What this task involves =>
Find each line in the rows below that contains the word "roof" and copy those lines out. Matching is case-sensitive.

Data extract =>
┌──
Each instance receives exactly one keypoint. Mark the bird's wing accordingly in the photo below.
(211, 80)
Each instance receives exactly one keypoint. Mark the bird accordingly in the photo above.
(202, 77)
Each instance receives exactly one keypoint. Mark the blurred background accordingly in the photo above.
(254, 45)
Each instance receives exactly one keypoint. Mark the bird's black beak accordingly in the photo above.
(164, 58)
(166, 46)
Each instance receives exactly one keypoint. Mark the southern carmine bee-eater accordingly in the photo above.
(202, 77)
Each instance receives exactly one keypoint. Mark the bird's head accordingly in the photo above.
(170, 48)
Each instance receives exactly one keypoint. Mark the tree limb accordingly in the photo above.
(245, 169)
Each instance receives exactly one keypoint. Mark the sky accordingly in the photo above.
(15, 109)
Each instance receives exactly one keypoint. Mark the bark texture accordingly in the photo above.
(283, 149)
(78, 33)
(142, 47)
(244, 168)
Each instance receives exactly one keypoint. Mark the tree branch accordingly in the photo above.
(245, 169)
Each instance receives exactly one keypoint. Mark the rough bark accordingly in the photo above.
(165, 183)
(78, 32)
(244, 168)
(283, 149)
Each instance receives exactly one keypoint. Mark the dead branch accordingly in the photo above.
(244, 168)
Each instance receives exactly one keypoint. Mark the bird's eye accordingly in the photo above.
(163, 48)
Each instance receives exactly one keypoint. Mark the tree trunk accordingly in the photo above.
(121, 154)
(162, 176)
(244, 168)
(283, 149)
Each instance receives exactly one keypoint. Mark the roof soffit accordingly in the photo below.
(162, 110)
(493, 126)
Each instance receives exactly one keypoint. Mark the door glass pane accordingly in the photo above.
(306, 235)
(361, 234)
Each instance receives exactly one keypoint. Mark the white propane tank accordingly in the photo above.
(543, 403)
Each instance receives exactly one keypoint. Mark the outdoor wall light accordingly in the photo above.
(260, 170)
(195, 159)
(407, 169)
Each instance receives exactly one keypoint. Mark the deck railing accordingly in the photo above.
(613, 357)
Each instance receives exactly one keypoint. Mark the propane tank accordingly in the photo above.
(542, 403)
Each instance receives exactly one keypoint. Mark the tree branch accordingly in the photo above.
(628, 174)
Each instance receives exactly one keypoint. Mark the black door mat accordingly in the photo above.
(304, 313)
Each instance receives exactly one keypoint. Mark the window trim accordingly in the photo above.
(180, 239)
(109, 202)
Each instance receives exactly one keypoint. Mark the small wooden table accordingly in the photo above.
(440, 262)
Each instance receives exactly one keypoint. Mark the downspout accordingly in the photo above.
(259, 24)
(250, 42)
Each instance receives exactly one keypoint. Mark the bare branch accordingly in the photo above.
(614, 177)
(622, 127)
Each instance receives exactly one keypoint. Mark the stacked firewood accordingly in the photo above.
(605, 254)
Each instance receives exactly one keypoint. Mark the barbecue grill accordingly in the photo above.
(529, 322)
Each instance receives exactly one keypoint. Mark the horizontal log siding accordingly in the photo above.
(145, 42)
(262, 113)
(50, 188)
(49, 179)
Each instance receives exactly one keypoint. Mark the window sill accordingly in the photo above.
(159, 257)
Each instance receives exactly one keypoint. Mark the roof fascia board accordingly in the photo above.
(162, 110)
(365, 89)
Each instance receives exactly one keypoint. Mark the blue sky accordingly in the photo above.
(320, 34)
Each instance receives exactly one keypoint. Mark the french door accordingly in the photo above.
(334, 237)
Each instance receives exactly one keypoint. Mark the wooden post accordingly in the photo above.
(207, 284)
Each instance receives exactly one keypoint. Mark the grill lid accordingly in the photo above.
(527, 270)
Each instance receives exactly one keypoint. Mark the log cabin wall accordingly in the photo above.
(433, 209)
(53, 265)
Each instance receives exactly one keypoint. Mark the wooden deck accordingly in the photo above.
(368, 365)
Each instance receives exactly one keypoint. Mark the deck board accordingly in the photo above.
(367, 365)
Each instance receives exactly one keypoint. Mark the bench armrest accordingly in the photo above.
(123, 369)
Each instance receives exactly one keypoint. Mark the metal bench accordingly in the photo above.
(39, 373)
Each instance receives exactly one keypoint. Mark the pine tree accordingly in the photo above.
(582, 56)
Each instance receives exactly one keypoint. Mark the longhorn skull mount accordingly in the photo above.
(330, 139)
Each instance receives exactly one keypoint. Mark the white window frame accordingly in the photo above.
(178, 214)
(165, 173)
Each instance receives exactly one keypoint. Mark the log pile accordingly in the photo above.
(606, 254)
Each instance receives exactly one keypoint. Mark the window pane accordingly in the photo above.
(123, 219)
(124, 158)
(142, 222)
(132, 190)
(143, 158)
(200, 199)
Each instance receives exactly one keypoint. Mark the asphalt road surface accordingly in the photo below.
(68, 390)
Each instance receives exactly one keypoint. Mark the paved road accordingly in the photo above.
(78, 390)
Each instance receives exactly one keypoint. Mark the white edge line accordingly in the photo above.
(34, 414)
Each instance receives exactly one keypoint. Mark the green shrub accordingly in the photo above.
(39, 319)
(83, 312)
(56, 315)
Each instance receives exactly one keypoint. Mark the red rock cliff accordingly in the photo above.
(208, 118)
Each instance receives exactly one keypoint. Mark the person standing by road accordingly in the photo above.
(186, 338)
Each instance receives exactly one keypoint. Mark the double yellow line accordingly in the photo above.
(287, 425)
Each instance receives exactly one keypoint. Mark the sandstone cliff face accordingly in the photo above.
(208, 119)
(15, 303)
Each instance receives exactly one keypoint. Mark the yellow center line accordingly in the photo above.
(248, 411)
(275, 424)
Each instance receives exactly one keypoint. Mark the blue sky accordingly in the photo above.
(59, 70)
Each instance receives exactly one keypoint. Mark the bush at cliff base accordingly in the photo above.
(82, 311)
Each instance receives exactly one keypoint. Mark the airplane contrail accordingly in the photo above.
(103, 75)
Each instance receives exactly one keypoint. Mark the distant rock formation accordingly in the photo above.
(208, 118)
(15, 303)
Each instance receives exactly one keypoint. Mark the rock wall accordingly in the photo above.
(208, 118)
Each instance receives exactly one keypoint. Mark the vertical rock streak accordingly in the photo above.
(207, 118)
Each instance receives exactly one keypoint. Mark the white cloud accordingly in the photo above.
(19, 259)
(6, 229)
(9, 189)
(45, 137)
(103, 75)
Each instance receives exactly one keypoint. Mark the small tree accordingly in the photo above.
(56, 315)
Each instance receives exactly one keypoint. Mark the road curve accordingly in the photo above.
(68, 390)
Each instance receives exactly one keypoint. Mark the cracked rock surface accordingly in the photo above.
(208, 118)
└──
┌──
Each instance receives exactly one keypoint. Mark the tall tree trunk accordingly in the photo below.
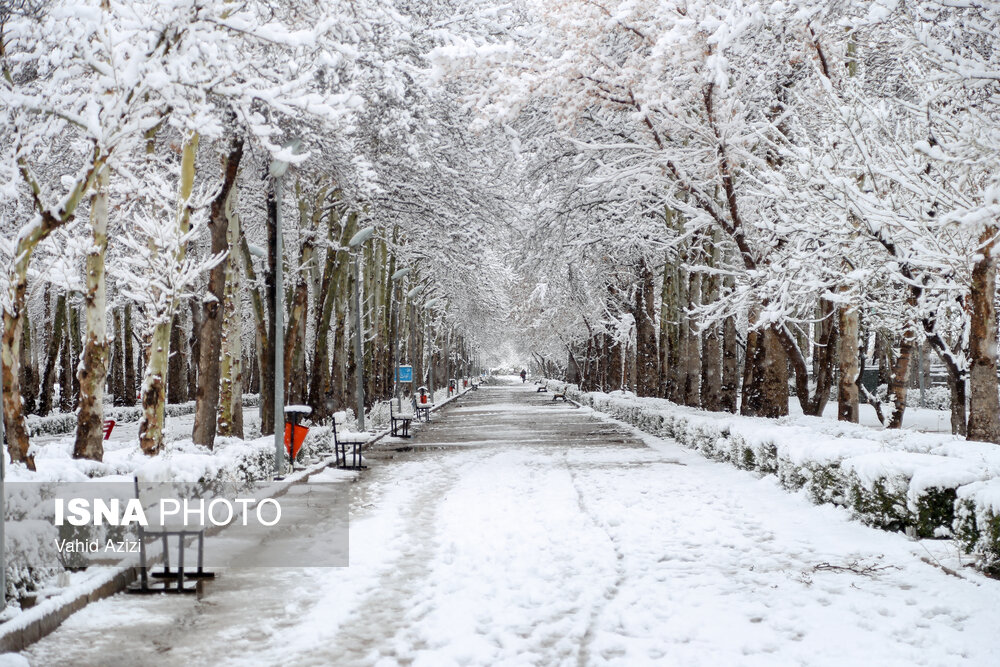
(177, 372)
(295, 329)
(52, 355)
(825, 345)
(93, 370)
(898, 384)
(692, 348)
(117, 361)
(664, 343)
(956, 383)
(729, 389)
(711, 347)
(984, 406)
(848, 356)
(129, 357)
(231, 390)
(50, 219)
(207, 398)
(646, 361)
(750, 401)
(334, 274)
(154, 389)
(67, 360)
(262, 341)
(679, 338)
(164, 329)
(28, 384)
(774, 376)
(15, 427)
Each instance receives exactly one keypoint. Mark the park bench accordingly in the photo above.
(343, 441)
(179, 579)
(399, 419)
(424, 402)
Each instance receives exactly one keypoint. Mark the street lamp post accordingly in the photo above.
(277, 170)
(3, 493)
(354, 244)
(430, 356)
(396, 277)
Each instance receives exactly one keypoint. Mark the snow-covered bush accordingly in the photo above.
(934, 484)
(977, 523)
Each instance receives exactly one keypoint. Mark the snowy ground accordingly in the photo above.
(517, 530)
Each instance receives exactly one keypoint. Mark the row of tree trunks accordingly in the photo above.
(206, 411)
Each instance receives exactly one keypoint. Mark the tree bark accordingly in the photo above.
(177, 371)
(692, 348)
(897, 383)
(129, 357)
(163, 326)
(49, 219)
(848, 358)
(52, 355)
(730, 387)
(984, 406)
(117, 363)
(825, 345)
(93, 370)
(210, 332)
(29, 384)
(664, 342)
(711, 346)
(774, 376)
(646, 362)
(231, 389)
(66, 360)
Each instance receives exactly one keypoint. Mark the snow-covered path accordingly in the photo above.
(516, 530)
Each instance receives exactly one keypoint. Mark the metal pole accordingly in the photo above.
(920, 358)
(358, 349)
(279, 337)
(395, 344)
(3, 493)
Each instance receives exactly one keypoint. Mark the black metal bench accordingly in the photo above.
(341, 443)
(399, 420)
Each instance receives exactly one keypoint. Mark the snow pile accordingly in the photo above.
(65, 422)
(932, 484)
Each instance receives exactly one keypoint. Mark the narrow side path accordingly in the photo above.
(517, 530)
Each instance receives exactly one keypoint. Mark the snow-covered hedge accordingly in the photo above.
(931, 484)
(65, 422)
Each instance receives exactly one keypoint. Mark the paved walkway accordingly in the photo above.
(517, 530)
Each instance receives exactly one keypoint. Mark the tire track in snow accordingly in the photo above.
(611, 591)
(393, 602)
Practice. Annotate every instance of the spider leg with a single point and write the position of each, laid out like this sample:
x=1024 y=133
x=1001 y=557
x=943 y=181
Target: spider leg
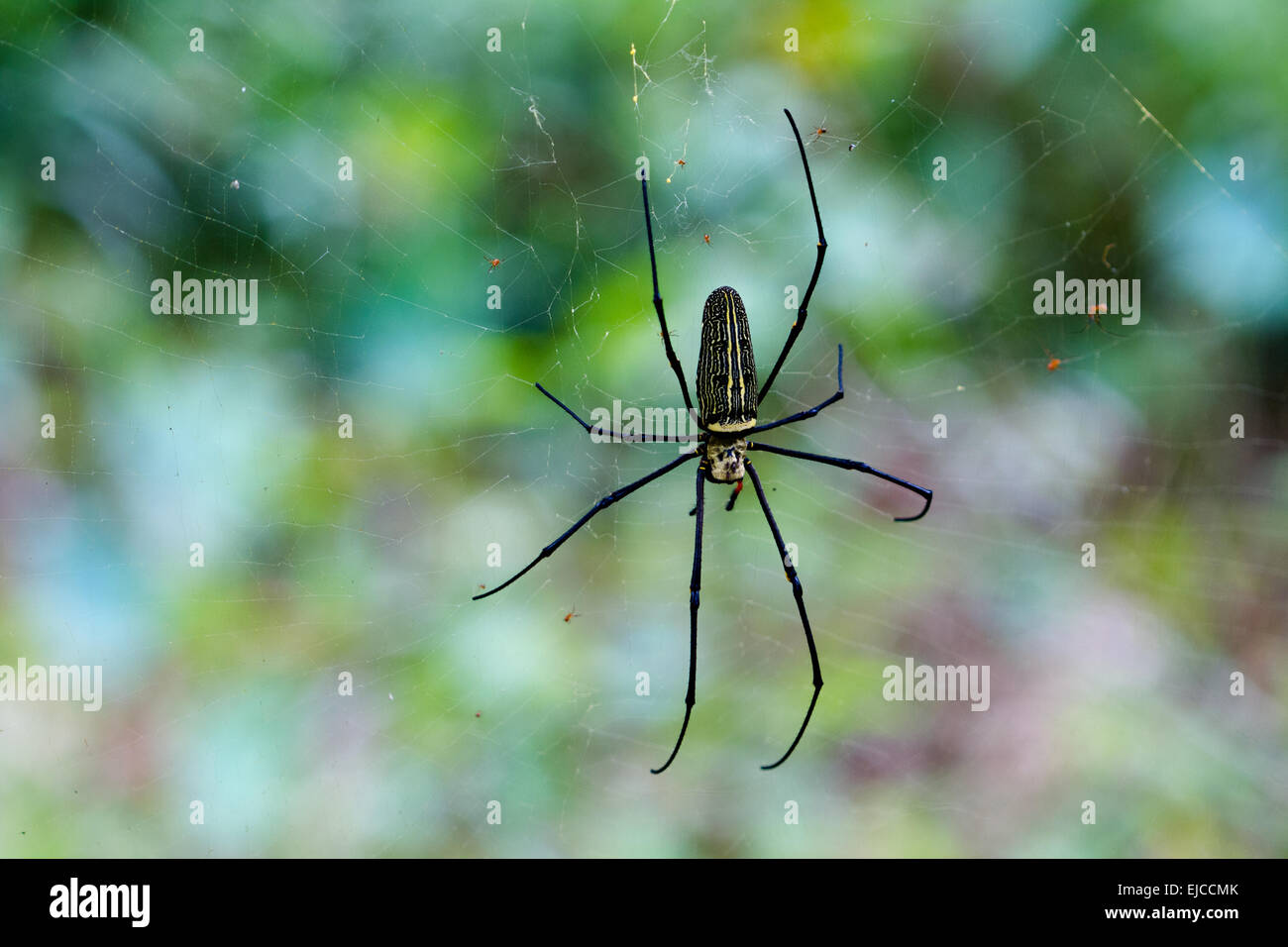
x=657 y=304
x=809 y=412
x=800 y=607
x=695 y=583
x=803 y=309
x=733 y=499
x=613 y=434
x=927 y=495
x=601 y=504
└──
Complete output =>
Each instance receives exactly one keypoint. Mark the roof soffit accordingly in the photo below.
Each instance receives exactly one keypoint. Mark the roof fascia board accordingly in the photo above.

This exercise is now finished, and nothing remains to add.